### What you should do
From the entries below, retype only the lines from the one with "Target: dark forest background" through the one with "Target: lying deer", exactly as written.

### Entries supplied
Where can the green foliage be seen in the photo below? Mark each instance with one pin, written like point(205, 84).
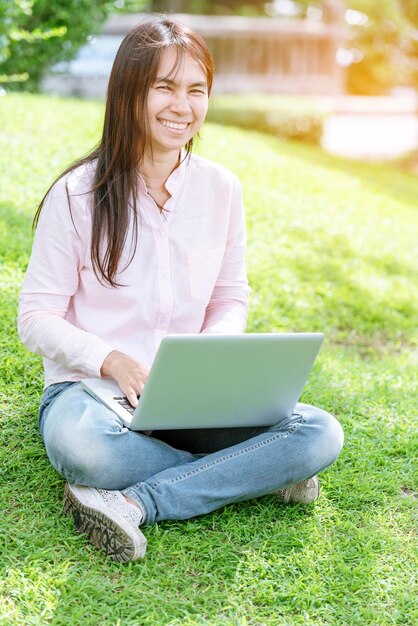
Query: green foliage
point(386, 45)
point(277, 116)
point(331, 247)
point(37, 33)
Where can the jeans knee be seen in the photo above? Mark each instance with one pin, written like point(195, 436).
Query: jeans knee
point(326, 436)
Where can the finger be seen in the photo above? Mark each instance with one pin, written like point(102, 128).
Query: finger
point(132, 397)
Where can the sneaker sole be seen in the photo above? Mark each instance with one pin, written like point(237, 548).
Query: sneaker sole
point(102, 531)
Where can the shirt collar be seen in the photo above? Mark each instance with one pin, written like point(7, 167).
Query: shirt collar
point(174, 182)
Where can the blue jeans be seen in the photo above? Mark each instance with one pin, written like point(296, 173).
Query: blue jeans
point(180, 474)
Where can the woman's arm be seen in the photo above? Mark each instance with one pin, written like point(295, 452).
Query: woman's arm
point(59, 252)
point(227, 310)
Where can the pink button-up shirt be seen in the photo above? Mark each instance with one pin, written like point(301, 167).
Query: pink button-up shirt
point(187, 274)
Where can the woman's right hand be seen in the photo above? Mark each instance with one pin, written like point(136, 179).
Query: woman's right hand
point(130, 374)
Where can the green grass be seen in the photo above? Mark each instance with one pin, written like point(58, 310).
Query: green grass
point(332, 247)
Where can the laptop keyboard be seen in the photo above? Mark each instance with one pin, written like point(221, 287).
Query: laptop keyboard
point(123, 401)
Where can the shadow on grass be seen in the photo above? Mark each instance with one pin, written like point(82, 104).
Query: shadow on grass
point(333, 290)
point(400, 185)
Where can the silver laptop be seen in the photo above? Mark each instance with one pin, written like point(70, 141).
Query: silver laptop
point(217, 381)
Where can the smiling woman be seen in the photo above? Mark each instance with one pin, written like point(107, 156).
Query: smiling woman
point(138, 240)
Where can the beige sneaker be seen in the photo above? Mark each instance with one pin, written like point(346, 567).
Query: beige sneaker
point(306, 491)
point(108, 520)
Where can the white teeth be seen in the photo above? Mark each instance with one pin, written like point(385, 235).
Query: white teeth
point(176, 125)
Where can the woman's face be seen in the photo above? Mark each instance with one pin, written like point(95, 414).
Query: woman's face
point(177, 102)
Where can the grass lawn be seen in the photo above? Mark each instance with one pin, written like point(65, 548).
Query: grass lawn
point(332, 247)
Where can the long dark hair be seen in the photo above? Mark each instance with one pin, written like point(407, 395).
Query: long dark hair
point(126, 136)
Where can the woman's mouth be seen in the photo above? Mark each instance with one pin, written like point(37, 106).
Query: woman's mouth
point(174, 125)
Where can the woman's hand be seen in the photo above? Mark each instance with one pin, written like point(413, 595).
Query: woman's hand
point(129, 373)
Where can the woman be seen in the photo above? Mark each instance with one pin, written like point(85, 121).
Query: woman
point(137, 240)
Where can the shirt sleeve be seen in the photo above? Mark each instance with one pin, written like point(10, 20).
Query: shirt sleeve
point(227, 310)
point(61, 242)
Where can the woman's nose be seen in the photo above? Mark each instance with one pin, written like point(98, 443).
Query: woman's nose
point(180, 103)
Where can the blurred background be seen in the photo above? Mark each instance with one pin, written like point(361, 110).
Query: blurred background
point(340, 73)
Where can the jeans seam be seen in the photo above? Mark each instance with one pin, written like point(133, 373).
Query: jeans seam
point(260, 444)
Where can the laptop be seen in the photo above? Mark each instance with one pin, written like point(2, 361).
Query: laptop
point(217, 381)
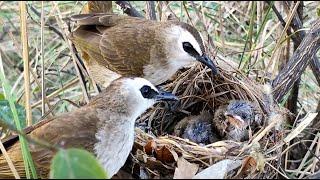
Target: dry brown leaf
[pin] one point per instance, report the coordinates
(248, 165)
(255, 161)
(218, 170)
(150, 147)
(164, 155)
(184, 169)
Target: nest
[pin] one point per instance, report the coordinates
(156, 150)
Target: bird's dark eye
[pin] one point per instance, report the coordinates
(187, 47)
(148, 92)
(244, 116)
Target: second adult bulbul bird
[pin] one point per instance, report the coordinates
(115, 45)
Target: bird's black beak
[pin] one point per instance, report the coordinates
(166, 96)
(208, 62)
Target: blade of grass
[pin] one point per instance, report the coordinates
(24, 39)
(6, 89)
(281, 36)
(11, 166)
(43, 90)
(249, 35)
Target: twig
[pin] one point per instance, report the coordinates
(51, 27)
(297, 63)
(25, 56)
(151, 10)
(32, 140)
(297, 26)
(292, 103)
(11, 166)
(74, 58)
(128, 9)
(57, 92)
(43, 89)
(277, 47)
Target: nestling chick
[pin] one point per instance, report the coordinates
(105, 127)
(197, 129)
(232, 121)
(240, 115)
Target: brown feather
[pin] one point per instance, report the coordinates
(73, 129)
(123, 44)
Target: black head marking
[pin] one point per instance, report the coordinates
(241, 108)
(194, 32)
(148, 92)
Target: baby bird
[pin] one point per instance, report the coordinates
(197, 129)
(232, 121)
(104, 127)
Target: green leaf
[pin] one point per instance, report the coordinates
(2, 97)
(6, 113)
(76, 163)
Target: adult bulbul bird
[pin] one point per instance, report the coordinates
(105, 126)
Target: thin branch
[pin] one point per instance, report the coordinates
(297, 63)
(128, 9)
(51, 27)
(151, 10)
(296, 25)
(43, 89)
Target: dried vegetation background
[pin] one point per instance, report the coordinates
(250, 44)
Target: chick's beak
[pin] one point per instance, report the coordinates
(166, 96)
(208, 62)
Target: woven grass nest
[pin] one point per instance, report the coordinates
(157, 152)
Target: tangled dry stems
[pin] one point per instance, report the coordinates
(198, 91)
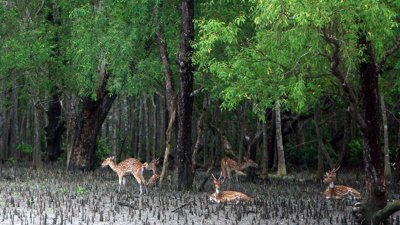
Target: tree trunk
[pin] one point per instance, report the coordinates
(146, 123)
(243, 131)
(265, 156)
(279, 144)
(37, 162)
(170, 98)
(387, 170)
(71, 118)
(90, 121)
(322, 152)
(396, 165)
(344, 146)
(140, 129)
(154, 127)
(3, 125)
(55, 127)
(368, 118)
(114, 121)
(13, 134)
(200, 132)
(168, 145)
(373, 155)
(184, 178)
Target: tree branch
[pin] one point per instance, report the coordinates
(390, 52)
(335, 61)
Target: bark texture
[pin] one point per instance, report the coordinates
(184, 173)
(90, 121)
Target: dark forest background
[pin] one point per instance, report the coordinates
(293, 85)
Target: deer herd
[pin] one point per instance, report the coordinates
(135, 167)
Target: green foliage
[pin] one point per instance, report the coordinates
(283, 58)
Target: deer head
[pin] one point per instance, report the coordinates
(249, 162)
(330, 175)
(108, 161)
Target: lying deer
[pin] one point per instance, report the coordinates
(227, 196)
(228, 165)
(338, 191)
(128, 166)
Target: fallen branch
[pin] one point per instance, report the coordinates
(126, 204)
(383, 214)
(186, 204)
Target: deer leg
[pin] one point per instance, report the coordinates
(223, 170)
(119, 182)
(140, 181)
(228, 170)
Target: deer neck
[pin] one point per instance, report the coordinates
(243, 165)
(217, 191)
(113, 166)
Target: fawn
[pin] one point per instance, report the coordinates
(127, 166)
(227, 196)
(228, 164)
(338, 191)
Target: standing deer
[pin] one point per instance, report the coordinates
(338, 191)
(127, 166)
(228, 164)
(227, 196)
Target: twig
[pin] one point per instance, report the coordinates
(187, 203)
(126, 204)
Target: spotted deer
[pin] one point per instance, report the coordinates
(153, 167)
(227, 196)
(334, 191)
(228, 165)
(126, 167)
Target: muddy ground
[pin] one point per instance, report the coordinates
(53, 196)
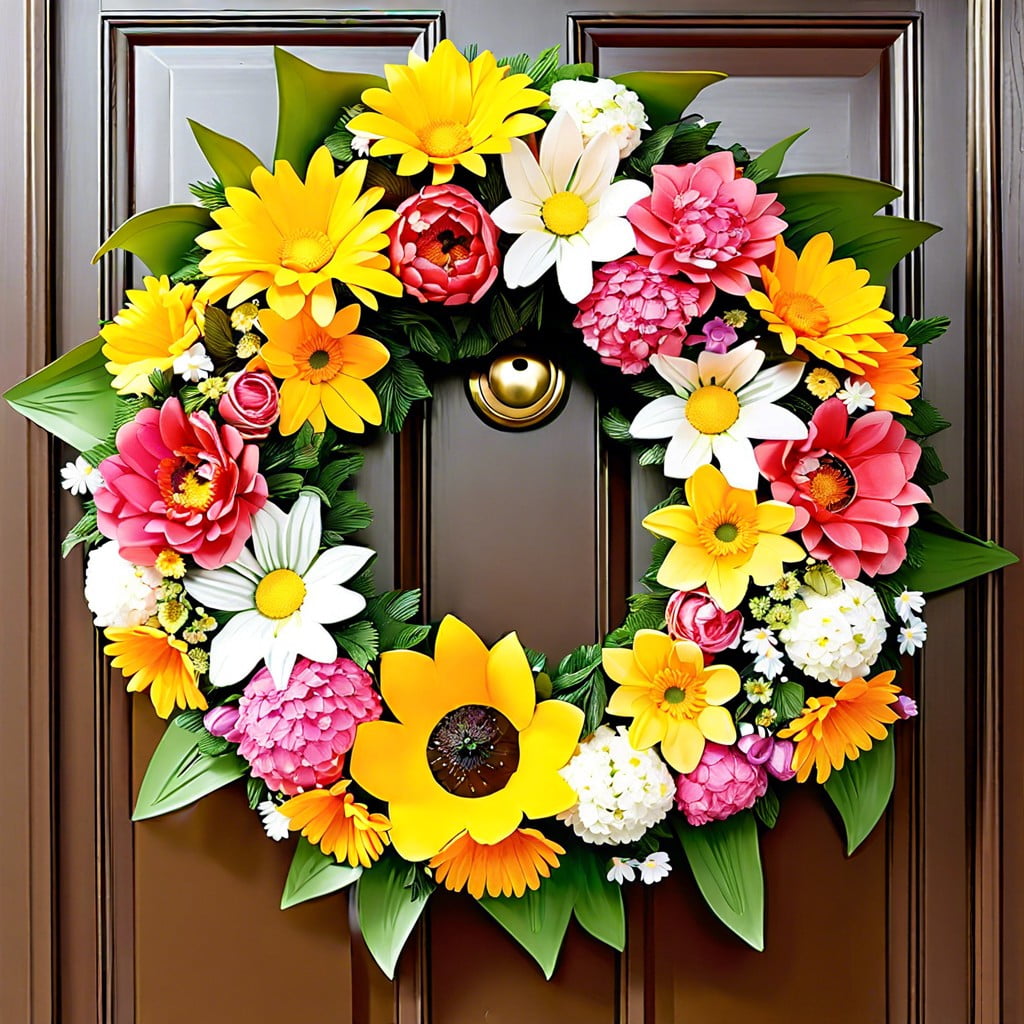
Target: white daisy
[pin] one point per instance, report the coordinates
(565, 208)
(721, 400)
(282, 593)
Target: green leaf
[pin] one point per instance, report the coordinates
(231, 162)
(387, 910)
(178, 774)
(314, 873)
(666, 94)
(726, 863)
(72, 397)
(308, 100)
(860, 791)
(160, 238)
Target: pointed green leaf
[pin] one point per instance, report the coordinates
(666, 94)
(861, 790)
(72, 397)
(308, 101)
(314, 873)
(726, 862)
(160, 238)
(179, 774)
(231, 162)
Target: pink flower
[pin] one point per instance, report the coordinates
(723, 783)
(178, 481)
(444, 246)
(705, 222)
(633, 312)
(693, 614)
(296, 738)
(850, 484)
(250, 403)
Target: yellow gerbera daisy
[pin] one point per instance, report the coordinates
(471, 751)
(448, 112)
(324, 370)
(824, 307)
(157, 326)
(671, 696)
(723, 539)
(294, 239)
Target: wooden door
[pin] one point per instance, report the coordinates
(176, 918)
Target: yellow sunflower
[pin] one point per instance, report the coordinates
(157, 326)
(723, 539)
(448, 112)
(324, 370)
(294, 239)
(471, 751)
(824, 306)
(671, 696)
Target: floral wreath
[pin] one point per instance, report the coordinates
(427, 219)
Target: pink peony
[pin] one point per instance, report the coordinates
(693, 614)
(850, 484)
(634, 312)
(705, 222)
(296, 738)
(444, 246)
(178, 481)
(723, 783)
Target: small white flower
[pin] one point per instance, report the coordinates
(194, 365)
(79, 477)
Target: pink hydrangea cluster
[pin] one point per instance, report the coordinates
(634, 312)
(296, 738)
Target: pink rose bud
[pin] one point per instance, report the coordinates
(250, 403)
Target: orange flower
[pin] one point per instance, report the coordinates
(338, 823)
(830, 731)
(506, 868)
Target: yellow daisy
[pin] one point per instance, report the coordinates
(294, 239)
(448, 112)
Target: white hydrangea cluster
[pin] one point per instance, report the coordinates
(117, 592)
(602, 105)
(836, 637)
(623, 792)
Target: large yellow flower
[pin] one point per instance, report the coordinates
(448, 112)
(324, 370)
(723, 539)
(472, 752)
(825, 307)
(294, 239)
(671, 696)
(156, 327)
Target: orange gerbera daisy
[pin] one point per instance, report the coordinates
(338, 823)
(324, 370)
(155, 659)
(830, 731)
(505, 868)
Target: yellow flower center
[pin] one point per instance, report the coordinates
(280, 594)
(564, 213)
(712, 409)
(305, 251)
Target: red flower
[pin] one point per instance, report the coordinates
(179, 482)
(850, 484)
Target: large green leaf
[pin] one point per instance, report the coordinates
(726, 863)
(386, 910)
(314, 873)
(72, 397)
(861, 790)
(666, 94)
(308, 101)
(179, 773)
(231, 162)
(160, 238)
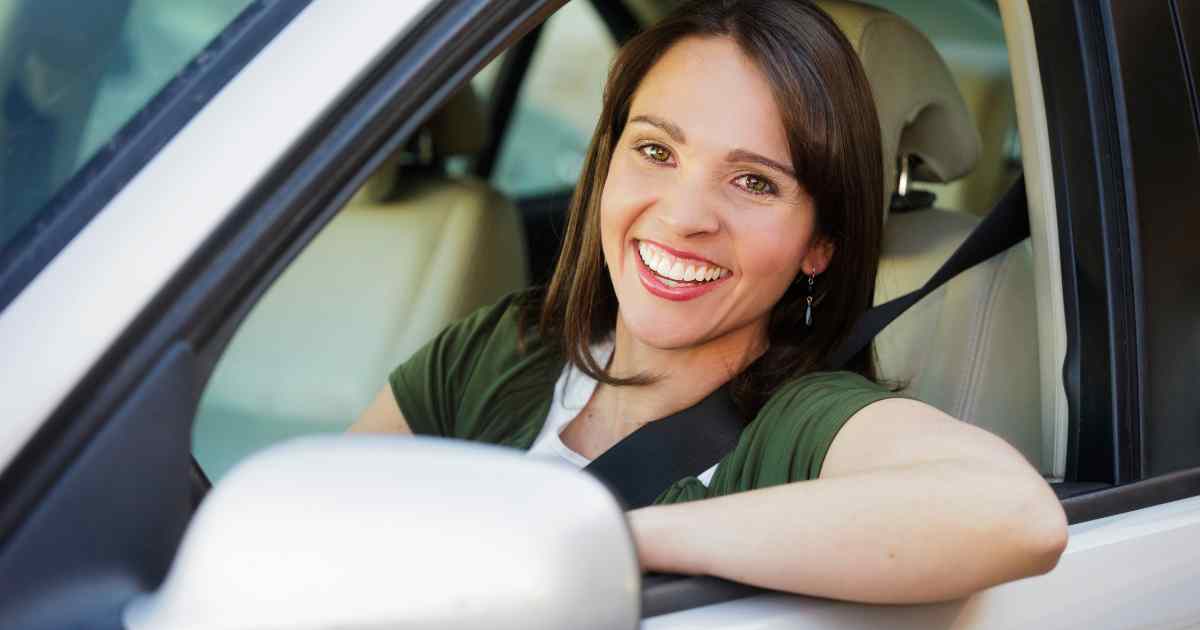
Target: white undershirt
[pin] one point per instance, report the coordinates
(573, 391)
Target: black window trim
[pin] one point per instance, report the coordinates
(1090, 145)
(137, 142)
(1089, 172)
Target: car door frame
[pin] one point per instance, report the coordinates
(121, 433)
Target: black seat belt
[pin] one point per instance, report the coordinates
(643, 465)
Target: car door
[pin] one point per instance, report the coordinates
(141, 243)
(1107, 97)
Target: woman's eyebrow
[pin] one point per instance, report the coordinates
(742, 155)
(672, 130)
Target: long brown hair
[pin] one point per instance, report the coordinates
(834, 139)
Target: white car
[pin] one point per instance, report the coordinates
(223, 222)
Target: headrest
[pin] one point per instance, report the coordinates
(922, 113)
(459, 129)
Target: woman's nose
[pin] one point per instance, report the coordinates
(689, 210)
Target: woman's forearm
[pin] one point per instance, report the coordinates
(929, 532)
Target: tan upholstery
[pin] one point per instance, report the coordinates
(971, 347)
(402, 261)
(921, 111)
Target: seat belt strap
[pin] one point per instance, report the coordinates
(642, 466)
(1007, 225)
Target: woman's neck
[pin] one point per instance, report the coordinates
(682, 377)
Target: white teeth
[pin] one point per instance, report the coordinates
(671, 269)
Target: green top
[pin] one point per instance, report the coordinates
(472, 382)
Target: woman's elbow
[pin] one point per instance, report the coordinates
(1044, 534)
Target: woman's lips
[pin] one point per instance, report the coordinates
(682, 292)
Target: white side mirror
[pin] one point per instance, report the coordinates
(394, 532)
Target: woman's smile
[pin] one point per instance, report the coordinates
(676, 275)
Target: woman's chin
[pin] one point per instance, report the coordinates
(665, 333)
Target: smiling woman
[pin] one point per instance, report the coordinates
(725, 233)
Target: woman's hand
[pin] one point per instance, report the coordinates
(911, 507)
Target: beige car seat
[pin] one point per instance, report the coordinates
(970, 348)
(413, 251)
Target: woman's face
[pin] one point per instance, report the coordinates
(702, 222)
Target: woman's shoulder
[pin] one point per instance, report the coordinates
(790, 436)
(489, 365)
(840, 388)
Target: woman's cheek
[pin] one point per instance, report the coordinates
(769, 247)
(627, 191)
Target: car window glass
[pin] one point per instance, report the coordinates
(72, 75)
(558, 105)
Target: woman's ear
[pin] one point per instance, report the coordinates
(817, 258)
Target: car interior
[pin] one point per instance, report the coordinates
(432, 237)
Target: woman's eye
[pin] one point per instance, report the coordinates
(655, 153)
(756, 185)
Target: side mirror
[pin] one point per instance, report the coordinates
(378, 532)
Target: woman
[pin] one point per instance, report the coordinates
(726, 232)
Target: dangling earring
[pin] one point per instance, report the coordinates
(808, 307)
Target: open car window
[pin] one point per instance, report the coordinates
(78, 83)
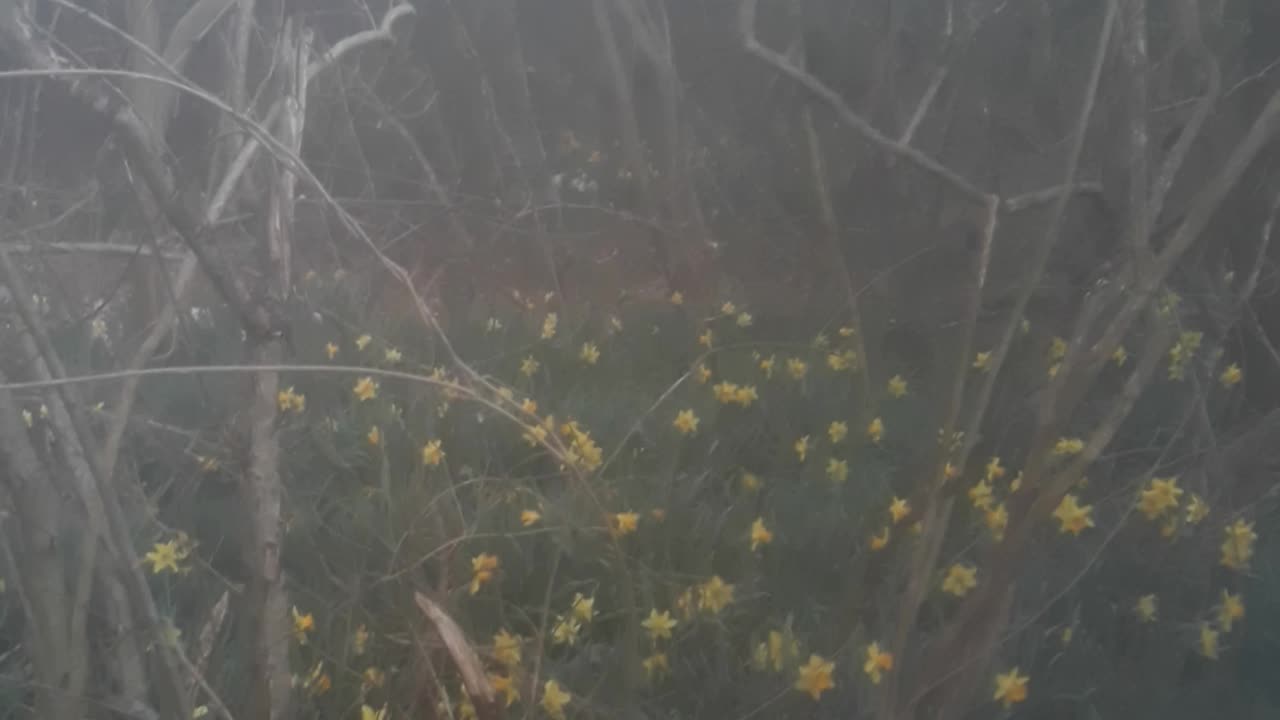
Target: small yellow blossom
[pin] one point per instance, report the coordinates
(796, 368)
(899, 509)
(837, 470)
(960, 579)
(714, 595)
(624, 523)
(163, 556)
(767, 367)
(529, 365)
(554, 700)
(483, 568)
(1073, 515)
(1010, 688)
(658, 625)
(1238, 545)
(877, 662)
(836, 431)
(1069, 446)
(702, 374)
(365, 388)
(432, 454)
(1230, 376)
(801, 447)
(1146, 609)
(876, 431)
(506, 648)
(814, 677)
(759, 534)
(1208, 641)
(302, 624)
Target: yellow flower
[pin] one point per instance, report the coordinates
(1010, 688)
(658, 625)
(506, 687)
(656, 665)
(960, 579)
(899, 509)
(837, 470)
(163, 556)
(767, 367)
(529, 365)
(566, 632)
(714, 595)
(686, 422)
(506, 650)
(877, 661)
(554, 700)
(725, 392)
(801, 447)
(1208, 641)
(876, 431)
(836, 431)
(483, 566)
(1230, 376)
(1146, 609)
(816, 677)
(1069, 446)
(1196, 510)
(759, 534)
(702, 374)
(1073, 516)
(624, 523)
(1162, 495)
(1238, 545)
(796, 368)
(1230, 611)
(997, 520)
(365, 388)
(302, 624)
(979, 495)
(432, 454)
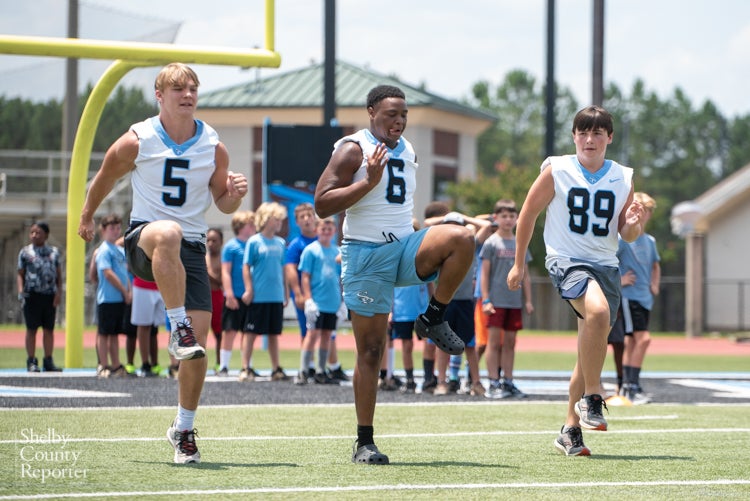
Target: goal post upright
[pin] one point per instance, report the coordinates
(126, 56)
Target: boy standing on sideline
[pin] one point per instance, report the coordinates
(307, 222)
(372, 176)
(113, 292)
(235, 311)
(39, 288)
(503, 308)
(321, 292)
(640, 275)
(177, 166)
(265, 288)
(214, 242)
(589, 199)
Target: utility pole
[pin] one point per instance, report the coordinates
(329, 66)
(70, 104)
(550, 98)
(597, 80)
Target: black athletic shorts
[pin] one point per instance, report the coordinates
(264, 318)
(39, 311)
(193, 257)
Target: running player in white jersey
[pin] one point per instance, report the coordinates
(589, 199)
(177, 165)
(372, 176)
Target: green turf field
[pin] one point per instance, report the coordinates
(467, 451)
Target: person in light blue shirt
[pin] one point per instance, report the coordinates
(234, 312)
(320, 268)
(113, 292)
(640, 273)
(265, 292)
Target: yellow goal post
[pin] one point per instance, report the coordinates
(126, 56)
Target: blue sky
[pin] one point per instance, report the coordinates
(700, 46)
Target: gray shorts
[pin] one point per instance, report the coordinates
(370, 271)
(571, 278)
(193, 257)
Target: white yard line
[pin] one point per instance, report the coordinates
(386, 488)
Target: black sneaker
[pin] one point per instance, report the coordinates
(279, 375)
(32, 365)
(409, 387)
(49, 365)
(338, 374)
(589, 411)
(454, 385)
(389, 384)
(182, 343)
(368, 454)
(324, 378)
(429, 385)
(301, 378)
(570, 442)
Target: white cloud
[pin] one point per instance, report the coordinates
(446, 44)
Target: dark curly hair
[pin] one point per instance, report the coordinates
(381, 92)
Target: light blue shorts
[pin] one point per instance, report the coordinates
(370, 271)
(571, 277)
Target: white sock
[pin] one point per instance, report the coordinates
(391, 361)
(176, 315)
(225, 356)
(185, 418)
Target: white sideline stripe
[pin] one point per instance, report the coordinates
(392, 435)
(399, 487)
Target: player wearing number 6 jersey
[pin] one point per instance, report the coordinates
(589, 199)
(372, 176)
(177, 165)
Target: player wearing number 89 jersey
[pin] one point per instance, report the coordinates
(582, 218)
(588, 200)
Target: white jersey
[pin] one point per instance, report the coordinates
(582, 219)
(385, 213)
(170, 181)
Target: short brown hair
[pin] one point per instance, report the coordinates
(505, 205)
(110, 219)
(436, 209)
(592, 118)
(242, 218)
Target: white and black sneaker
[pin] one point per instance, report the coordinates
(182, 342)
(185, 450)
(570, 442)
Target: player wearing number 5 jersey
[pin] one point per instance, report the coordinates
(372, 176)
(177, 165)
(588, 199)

### Answer to this problem
Target: dark forest background
[pin] one point per instance, report the coordinates
(293, 85)
Target: deer herd
[pin] one point per instance, report the coordinates
(135, 167)
Target: green foliage
[pin] one point per instance, report the coordinates
(283, 58)
Target: deer head
[pin] one point per instance, report the coordinates
(249, 162)
(330, 175)
(108, 161)
Target: lying deer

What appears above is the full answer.